Singledasein beenden? Die "Singlegesellschaft" aus Sicht moderner Paarberatung

In Deutschland gibt es immer mehr alleinstehende Menschen. Deswegen reden manche Psychologen bereits von einer „Singlegesellschaft“. Für die vielen Singles, die sich nach Nähe, Zweisamkeit und einer festen Partnerschaft sehnen, ist es jedoch höchstens ein geringer Trost, dass sie mit ihren Sehnsüchten nicht alleine sind. Und so mancher, der auch 2014 nicht die erhoffte Liebe gefunden hat, fragt sich, woran das gelegen haben könnte – und welche Möglichkeiten es gäbe, im neuen Jahr seine Chancen bei der Partnersuche zu verbessern und das Singledasein endlich hinter sich zu lassen.

Nicht selten fragen Singles einen Eheberater oder Partnertherapeuten um Rat. Auch in meiner Praxis sind nicht nur Paare willkommen, sondern alle Menschen, die mehr über sich, ihre Bedürfnisse und ihr Verhalten erfahren möchten, um an ihrer persönlichen Entwicklung und damit auch an ihrem künftigen Liebesglück aktiver mitschmieden zu können.

◆ Arbeitsanweisungen
A. Wen fragen Singles laut dem Text über die Singlegesellschaft nicht selten um Rat?
B. Schreiben Sie aus dem Text über die Singlegesellschaft alles von „Singledasein beenden? Die“ bis hinunter zu „sich zu lassen.“ wortgetreu ab.

◆ Bereitgestellte Daten

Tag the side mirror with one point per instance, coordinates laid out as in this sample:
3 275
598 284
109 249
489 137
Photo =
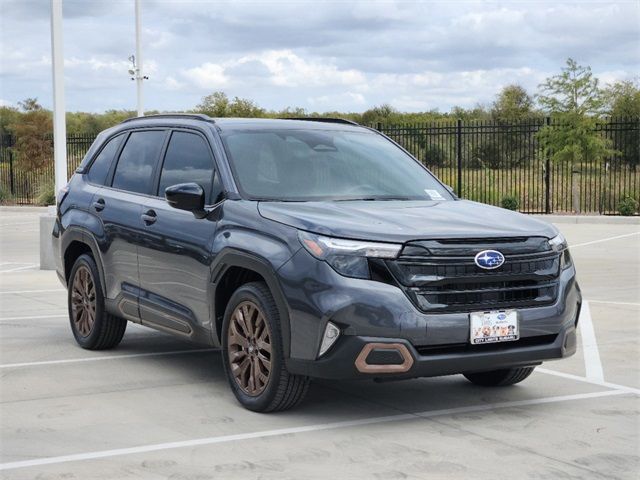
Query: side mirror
186 196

◆ Lösungen der Aufgaben
A. Einen Eheberater oder Partnertherapeuten.

B.
Singledasein beenden? Die "Singlegesellschaft" aus Sicht moderner Paarberatung

In Deutschland gibt es immer mehr alleinstehende Menschen. Deswegen reden manche Psychologen bereits von einer „Singlegesellschaft“. Für die vielen Singles, die sich nach Nähe, Zweisamkeit und einer festen Partnerschaft sehnen, ist es jedoch höchstens ein geringer Trost, dass sie mit ihren Sehnsüchten nicht alleine sind. Und so mancher, der auch 2014 nicht die erhoffte Liebe gefunden hat, fragt sich, woran das gelegen haben könnte – und welche Möglichkeiten es gäbe, im neuen Jahr seine Chancen bei der Partnersuche zu verbessern und das Singledasein endlich hinter sich zu lassen.